_What is required:_ Render all of the material below as a numbered list, leaving out any blank lines.
+ + + + +
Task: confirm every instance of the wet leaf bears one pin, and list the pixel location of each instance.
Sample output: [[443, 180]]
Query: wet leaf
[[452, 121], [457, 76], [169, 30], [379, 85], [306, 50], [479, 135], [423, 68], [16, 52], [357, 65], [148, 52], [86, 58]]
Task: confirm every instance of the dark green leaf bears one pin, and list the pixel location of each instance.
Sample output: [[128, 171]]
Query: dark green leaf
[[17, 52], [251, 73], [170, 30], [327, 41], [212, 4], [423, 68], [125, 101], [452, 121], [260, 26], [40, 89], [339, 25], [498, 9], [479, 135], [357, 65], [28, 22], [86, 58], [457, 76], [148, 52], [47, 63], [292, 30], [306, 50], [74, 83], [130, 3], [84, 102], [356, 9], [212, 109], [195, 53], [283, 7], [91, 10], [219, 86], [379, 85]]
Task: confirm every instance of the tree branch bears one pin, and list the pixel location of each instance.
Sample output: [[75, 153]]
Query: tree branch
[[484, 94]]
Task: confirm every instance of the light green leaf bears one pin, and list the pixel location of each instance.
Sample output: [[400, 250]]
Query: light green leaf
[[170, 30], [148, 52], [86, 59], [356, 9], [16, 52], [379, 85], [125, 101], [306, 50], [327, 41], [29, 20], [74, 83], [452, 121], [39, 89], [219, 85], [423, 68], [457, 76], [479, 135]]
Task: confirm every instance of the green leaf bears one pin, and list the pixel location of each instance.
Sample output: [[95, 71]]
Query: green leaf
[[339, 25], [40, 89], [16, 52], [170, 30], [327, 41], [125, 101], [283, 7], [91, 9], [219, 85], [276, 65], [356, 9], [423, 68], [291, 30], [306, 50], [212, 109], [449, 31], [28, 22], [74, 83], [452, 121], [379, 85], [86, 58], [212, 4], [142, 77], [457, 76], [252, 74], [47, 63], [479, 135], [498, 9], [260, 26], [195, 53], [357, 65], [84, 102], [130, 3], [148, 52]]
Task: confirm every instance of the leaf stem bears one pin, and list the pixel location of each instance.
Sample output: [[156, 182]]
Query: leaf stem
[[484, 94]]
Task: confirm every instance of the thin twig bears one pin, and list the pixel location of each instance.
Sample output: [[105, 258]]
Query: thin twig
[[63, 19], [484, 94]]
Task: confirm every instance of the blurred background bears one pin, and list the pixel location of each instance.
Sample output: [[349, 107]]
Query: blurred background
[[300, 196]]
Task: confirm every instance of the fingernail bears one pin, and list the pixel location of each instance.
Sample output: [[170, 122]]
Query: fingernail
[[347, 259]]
+ + + + +
_Reply to the exercise:_
1. Task: confirm every instance of the wet leaf bears one pin, and list the pixel location of each instance.
2. Sample output: [[443, 180]]
3. Query: wet leaf
4. [[452, 121], [457, 76], [169, 30], [379, 85], [306, 50], [479, 135], [423, 68], [16, 52], [357, 65], [148, 52], [86, 58]]
5. Task: confirm every instance of the dark green leaf bears one pin, and list the pixel location of each instance.
6. Sample output: [[128, 171]]
7. Query: dark green leaf
8. [[17, 52], [251, 73], [170, 30], [327, 41], [212, 4], [423, 68], [125, 101], [452, 121], [260, 26], [40, 89], [339, 25], [498, 9], [479, 135], [357, 65], [28, 22], [86, 58], [457, 76], [148, 52], [47, 63], [292, 30], [306, 50], [74, 83], [130, 3], [84, 102], [356, 9], [212, 109], [195, 53], [283, 7], [91, 10], [219, 86], [379, 85]]
9. Task: confirm every instance of the tree branch bears one pin, and list the pixel location of each instance.
10. Sample output: [[75, 153]]
11. Query: tree branch
12. [[484, 94]]
13. Task: confirm every instance of the light green leaf bears one pin, and list the pixel location of each instance.
14. Sample output: [[400, 250]]
15. Query: light green leaf
16. [[170, 30], [148, 52], [86, 59], [356, 9], [16, 52], [379, 85], [125, 101], [306, 50], [327, 41], [29, 20], [74, 83], [452, 121], [39, 89], [219, 85], [423, 68], [457, 76], [479, 135]]
17. Task: confirm every instance of the green leaf bears one pin, and list the pixel location of each instance.
18. Sample output: [[95, 71]]
19. Query: green leaf
20. [[339, 25], [40, 89], [16, 52], [170, 30], [327, 41], [125, 101], [283, 7], [91, 9], [219, 85], [276, 65], [356, 9], [423, 68], [291, 30], [306, 50], [212, 109], [449, 31], [28, 22], [74, 83], [452, 121], [379, 85], [86, 58], [212, 4], [142, 77], [457, 76], [252, 74], [47, 63], [479, 135], [498, 9], [260, 26], [195, 53], [357, 65], [84, 102], [130, 3], [148, 52]]
21. Task: confirm every instance of the leaf stem bears one pin, and list the pixel location of each instance.
22. Sample output: [[156, 182]]
23. Query: leaf stem
24. [[484, 94]]
25. Task: confirm every instance of the thin twig bears one pin, and list the pixel location of each instance.
26. Sample output: [[105, 258]]
27. Query: thin twig
28. [[63, 19], [484, 94]]
29. Task: confirm every instance of the blurred background bears one pin, and list the pixel location of each instance.
30. Sample output: [[349, 107]]
31. Query: blurred background
32. [[300, 196]]
33. Task: confirm every instance of the fingernail bears one pin, and list the pixel location of each instance.
34. Sample output: [[170, 122]]
35. Query: fingernail
36. [[347, 259]]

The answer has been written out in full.